■ **EXERCISE DETAILS**
Rewrite every line of the listing below, substituting "as this sample shows" for each occurrence of "shown by this sample" and leaving everything else unchanged. Omit the pictures from your answer.

>> START EXERCISE MATERIALS

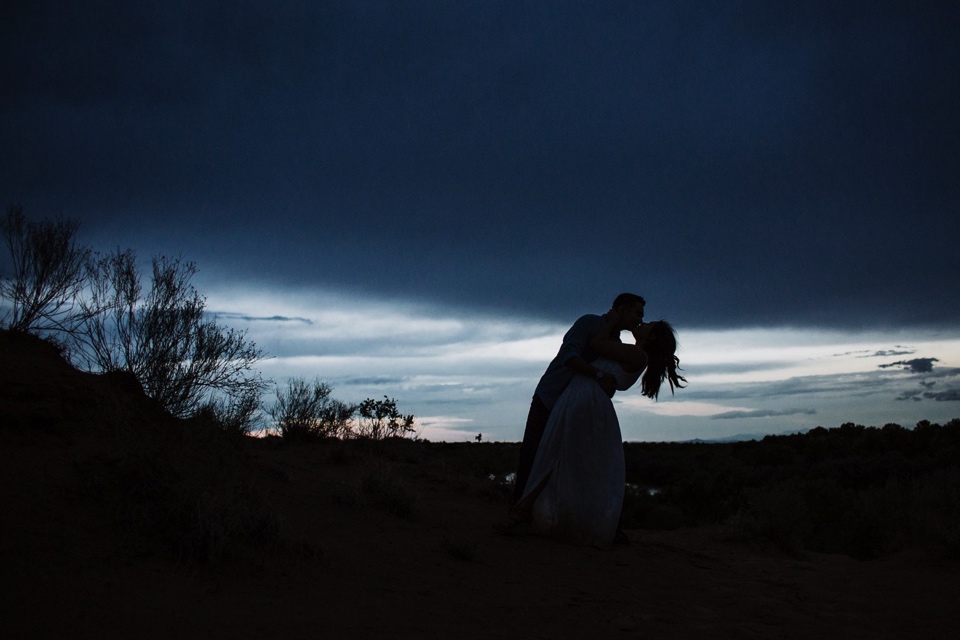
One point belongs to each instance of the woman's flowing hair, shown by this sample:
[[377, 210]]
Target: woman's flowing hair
[[662, 362]]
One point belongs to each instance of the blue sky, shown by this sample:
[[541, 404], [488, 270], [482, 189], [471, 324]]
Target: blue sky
[[423, 196]]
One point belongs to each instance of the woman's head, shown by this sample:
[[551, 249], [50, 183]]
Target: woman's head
[[660, 345]]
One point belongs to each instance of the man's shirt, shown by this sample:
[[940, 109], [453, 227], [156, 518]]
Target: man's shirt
[[575, 343]]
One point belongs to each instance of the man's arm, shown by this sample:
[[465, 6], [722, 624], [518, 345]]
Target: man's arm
[[605, 380]]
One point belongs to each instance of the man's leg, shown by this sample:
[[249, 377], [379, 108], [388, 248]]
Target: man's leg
[[536, 423]]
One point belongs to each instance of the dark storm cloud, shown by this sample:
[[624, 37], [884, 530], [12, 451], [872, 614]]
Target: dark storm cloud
[[917, 365], [762, 413], [950, 395], [226, 315], [749, 163]]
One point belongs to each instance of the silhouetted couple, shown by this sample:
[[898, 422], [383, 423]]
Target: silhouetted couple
[[571, 478]]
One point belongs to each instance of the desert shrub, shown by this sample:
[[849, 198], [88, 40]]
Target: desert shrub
[[778, 515], [379, 419], [48, 273], [305, 411], [193, 497], [163, 336]]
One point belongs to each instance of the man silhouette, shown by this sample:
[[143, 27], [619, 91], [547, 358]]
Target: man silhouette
[[572, 359]]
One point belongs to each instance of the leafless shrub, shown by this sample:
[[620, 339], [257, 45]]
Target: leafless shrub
[[381, 419], [163, 336], [48, 273], [306, 411]]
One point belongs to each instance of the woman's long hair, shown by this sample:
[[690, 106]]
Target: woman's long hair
[[662, 362]]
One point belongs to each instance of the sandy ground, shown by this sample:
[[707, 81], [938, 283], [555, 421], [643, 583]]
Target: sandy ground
[[67, 570]]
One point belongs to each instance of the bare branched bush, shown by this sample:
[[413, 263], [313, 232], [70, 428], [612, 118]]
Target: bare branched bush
[[381, 419], [163, 336], [48, 273], [305, 411]]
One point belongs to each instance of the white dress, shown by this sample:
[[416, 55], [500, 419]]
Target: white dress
[[579, 464]]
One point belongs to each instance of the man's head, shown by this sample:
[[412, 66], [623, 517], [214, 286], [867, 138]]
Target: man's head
[[629, 306]]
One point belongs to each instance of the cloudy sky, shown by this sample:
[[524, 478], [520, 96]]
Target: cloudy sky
[[416, 199]]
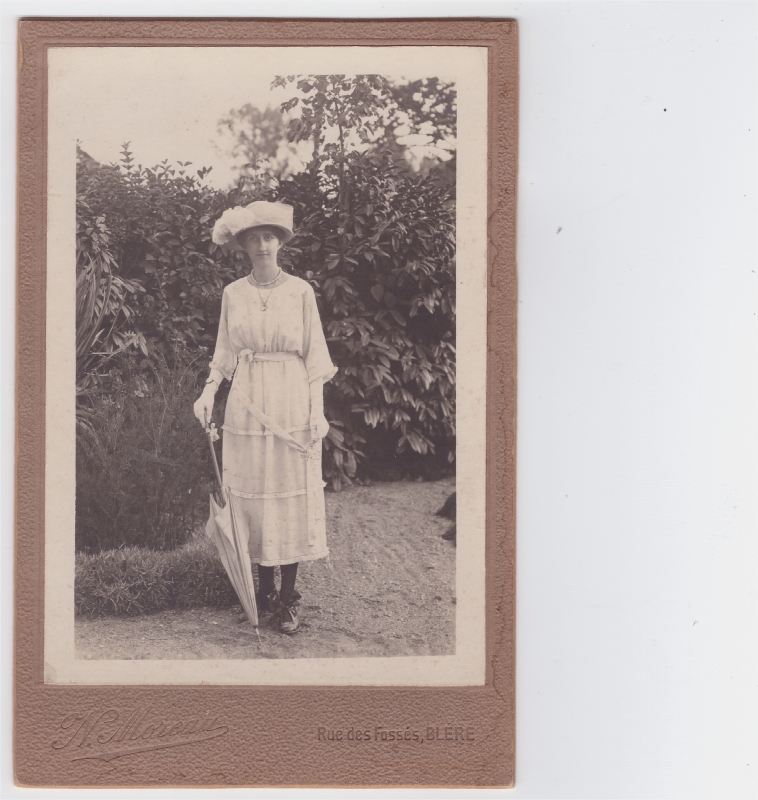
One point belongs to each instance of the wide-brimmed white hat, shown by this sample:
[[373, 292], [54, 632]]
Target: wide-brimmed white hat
[[241, 218]]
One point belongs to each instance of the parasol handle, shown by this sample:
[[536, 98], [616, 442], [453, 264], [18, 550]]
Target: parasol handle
[[213, 454]]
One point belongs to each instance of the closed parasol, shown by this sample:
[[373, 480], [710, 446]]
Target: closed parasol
[[223, 530]]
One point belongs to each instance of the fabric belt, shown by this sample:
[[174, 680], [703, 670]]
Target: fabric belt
[[313, 477], [282, 355]]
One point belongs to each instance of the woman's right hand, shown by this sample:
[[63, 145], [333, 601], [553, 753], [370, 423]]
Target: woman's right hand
[[203, 407]]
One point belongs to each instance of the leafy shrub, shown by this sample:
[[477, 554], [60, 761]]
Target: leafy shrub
[[143, 468], [375, 239], [135, 580]]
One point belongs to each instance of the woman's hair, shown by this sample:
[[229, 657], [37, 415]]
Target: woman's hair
[[242, 235]]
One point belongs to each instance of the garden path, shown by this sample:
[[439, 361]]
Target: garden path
[[390, 592]]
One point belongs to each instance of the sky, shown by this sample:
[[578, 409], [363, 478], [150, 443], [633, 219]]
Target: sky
[[169, 108]]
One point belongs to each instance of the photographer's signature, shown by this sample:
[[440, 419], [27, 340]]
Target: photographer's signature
[[109, 734]]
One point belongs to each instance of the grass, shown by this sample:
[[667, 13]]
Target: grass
[[135, 580]]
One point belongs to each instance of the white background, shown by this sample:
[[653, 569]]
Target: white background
[[637, 627]]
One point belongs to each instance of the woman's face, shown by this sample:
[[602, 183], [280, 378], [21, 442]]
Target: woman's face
[[262, 244]]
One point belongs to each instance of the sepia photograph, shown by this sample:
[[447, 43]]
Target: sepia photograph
[[266, 438]]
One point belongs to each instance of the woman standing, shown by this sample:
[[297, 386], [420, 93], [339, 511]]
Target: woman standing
[[271, 346]]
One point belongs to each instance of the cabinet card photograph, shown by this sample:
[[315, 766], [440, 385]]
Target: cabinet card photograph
[[274, 452], [267, 366]]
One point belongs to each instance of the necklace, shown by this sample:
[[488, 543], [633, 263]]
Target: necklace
[[264, 301]]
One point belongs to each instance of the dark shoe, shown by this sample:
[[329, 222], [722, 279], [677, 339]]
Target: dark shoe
[[284, 611]]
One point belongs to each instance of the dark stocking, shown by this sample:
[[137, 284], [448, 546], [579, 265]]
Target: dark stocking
[[266, 583], [289, 574]]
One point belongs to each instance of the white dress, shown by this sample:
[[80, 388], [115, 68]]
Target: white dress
[[273, 357]]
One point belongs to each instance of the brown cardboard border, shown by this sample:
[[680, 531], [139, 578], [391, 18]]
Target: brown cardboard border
[[282, 752]]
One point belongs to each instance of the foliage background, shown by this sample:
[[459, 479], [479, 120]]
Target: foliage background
[[370, 168]]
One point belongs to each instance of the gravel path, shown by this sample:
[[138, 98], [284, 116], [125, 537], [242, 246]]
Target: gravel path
[[390, 592]]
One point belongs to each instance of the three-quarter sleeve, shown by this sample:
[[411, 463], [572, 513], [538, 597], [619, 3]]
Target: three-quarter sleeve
[[315, 352], [224, 359]]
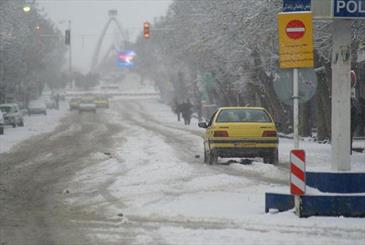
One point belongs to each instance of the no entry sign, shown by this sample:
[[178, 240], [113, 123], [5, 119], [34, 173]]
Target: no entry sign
[[295, 40], [295, 29]]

>> END EXERCISE MATERIALS

■ **TASK SOLUTION**
One point belongs to each instance of the woman's flowing hair, as this sample shows:
[[377, 210]]
Target: woman's flowing hair
[[662, 362]]
One point belongs to each instance of the blue sky, as this sample shows:
[[541, 404], [488, 270], [482, 189], [471, 324]]
Target: blue sky
[[423, 196]]
One point belongs to each instance of the woman's head, as this sample shows:
[[551, 249], [50, 183]]
Target: woman's head
[[660, 345]]
One point belongs to each instance of the man's shirt, as this sample shows:
[[940, 109], [453, 227], [156, 518]]
Target: man's shirt
[[575, 343]]
One point belongs to each instance of the man's arm, as this sample shows:
[[465, 6], [722, 624], [518, 345]]
Target: man's arm
[[605, 380]]
One point belongs to each instance of the man's leg, as this sample shows:
[[249, 377], [379, 108], [388, 248]]
Target: man's leg
[[536, 423]]
One point belongs to each instance of the dark storm cloud, as this sample shows:
[[624, 37], [884, 530], [12, 451], [872, 614]]
Target: dark storm cloud
[[917, 365], [762, 413], [950, 395], [226, 315], [749, 163]]
One point belongs to each instance of the silhouetted couple, as this sample shows:
[[898, 422], [383, 423]]
Target: silhouetted couple
[[571, 478]]
One point belongs to each instance of the desert shrub, as this sample shows:
[[849, 198], [88, 40]]
Target: desert shrub
[[778, 515], [379, 419], [48, 273], [305, 411], [193, 497], [163, 336]]
One point belongs to each instance of the man silhouette, as this sample shows:
[[143, 27], [619, 91], [547, 358]]
Target: man silhouette
[[572, 359]]
One point belongs to each instance of the leafless shrub, as this sample shows:
[[620, 339], [257, 45]]
Target: leafless shrub
[[381, 419], [163, 336], [48, 273], [306, 411]]
One point belongs to each instance of the woman's long hair, as this sample shows:
[[690, 106]]
Target: woman's long hair
[[662, 362]]
One point belongs to each instance of the sandy ground, as this sample shows:
[[707, 81], [938, 283], [555, 421], [643, 583]]
Target: sandy ground
[[67, 570]]
One point belongs to each instance of the bare branched bush, as this sample shows:
[[413, 263], [313, 232], [70, 428], [612, 118]]
Target: bare branched bush
[[381, 419], [163, 336], [48, 273], [305, 411]]
One point belongs to each instance of the white dress, as this sample shows:
[[416, 55], [500, 419]]
Target: white dress
[[579, 464]]
One point belongs to each instance of the man's head, as this sample shows:
[[412, 66], [623, 517], [214, 286], [867, 138]]
Target: man's head
[[629, 306]]
One point belongs to each instance of the cloudy sky, as this sample shows:
[[524, 478], [520, 96]]
Target: cloudy sky
[[416, 199]]
One point belongs to each instance of the wide-brimmed white hat, as this sample shows:
[[373, 292], [54, 632]]
Target: wide-brimmed white hat
[[241, 218]]
One point belongs to each instance of the parasol handle, as this sample shows:
[[536, 98], [616, 442], [453, 264], [18, 550]]
Target: parasol handle
[[213, 454]]
One point belongs to each instance of the closed parasol, as this sample shows:
[[373, 480], [710, 446]]
Target: closed parasol
[[223, 530]]
One point belongs to each instance of the fabric belt, as this sample shows:
[[174, 680], [703, 670]]
Target: fabric belt
[[313, 477], [282, 355]]
One point belongs to each instance of the woman's right hand, as this sample shows:
[[63, 145], [333, 601], [553, 753], [370, 423]]
Target: woman's right hand
[[203, 407]]
One point belongs to each instance of the leafy shrub, as this sample shows:
[[477, 554], [60, 761]]
Target: leafy shrub
[[143, 468], [375, 239], [135, 580]]
One point belongs to each instance of the woman's hair, as this sample shows:
[[229, 657], [37, 415]]
Target: woman's hair
[[242, 235]]
One point belongs to each instance of the garden path, as this sample shows:
[[439, 361]]
Target: garden path
[[390, 592]]
One point belongs to each instance of the sky, as this sample shows:
[[578, 409], [363, 478], [150, 443], [633, 219]]
Target: sky
[[169, 108]]
One point belongs to each instance of the photographer's signature, as this sample shows:
[[440, 419], [27, 340]]
Target: photographer's signature
[[109, 734]]
One point belongs to each instance of the grass, as this sample shows:
[[667, 13]]
Target: grass
[[135, 580]]
One point belongs to each instance of the white background, as this sample shows:
[[653, 569]]
Target: white background
[[637, 627]]
One point belongs to each instance of the woman's face, as this sample shows:
[[602, 183], [280, 378], [21, 442]]
Target: woman's face
[[262, 244]]
One point belongs to each instance of the sepia photograph, as this sample shows:
[[447, 43]]
Target: sepia photograph
[[266, 438]]
One point belongs to each instance of the woman standing, as this sample shows:
[[297, 386], [420, 93], [339, 511]]
Target: woman standing
[[271, 346]]
One point belongs to each instance of the cabinet card photograph, as this sample shows:
[[315, 766], [440, 385]]
Target: cabinet card photograph
[[274, 452], [267, 366]]
One point belongs to each instance of the necklace, as this sample shows:
[[488, 543], [633, 263]]
Target: necklace
[[264, 301]]
One point belongs to each instance of the dark shoe, as this sample shows:
[[329, 222], [722, 279], [677, 339]]
Target: dark shoe
[[284, 611]]
One point belongs to each instance of the dark stocking, as this sample shows:
[[137, 284], [448, 546], [579, 265]]
Target: dark stocking
[[266, 583], [289, 574]]
One point belongs to each instance of the white dress, as this sample shows:
[[80, 388], [115, 68]]
Target: white dress
[[273, 357]]
One point belongs to each instance of the brown cardboard border, as this sample shows:
[[680, 531], [139, 578], [391, 18]]
Target: brown cardboard border
[[282, 752]]
One point belongs to each instance of the foliage background, as this sample shows:
[[459, 479], [479, 120]]
Target: foliage background
[[370, 168]]
One point belongs to each instance of the gravel path, as this sample shows:
[[138, 98], [284, 116], [125, 537], [242, 246]]
Target: gravel path
[[390, 592]]
One point belongs to each instance of the three-quarter sleeve, as this sample shows:
[[411, 463], [572, 513], [538, 597], [619, 3]]
Target: three-quarter sleeve
[[315, 352], [224, 359]]
One point belongs to each instance of the no entry sign, as this sample shows:
[[178, 240], [113, 123], [5, 119], [34, 173]]
Target: no entry sign
[[295, 40], [295, 29]]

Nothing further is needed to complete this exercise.